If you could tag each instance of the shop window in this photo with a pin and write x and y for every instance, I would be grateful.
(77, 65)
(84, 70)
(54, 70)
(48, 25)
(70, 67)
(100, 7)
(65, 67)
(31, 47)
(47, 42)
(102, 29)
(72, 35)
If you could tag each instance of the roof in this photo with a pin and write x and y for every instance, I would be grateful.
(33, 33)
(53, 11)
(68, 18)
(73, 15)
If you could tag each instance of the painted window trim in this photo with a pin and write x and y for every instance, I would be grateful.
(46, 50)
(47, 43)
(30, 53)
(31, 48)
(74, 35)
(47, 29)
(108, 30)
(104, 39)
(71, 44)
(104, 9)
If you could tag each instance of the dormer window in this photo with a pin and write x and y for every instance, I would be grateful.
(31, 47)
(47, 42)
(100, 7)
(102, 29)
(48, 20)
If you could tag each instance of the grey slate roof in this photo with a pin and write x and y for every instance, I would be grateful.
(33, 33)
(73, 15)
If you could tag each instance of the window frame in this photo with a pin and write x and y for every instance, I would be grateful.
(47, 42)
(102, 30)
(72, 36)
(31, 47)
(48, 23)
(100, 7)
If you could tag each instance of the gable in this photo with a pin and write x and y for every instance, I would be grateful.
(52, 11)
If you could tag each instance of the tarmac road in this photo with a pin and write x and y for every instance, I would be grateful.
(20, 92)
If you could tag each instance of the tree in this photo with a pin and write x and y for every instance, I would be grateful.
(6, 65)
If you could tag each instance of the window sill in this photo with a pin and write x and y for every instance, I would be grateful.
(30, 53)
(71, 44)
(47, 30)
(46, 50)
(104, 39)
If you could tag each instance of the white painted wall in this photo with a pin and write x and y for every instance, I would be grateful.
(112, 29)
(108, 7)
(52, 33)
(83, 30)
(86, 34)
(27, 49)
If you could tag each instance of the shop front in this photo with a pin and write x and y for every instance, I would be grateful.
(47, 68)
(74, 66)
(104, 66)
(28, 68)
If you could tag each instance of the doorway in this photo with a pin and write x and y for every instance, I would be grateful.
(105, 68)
· · · · · · ·
Prompt ▸ Your task is to repeat every entry exactly.

Answer for the task ▸
If you could tag each instance of the shop window in this photo with a pin and write x and y for every instance, I would be grateful.
(77, 65)
(84, 70)
(54, 70)
(48, 25)
(70, 67)
(100, 7)
(65, 67)
(31, 47)
(47, 42)
(102, 29)
(72, 35)
If you could tag each instance of the roof in this photo with a pin and write x and y for every instance, I would be grateful.
(33, 33)
(53, 11)
(68, 18)
(73, 15)
If you could tag each instance of the painted window trim in this photo with a pin and write x and y for every instance, I would be grateful.
(46, 50)
(47, 43)
(30, 53)
(31, 48)
(74, 35)
(47, 29)
(108, 30)
(104, 39)
(71, 44)
(104, 9)
If you could tag each instance of the dormer window in this photo with a pin and write x and y for every instance, I would be grateful.
(31, 47)
(47, 42)
(100, 7)
(102, 29)
(48, 20)
If you could tag each instance of the grey slate roof in this photo with a pin and write x and y for every instance, I would be grateful.
(33, 33)
(73, 15)
If you could tag each instance of the window frame in this photo with a pin and write x and y for every instance, I would be grateful.
(47, 42)
(102, 30)
(72, 36)
(31, 47)
(48, 23)
(100, 7)
If you could tag each instance of the gable in this photo with a pin and write x and y for every instance, I would be grateful.
(52, 11)
If you could tag each instance of the tarmac road in this photo with a pin and write x and y for every instance, I would be grateful.
(20, 92)
If you could tag each instance of the tree in this photo with a pin and write x and y for every instance, I would be grateful.
(6, 65)
If you could tag each instance of the window sill in this photo with a pin and write x and y for every instance, I would be grateful.
(30, 53)
(71, 44)
(47, 30)
(46, 50)
(104, 39)
If you could tag each instance of the white painted wall in this photo with a pin and write x and y for every instance, I would be grateful.
(112, 29)
(108, 7)
(52, 33)
(83, 30)
(86, 34)
(27, 49)
If you could tag each instance of the shop front in this photo with a pin and write x and y for every instance, I would be grateful.
(47, 68)
(74, 66)
(104, 66)
(28, 68)
If you could tag each instance of the doorway in this photo with a pin and write x and y for every instance, I would be grateful.
(105, 68)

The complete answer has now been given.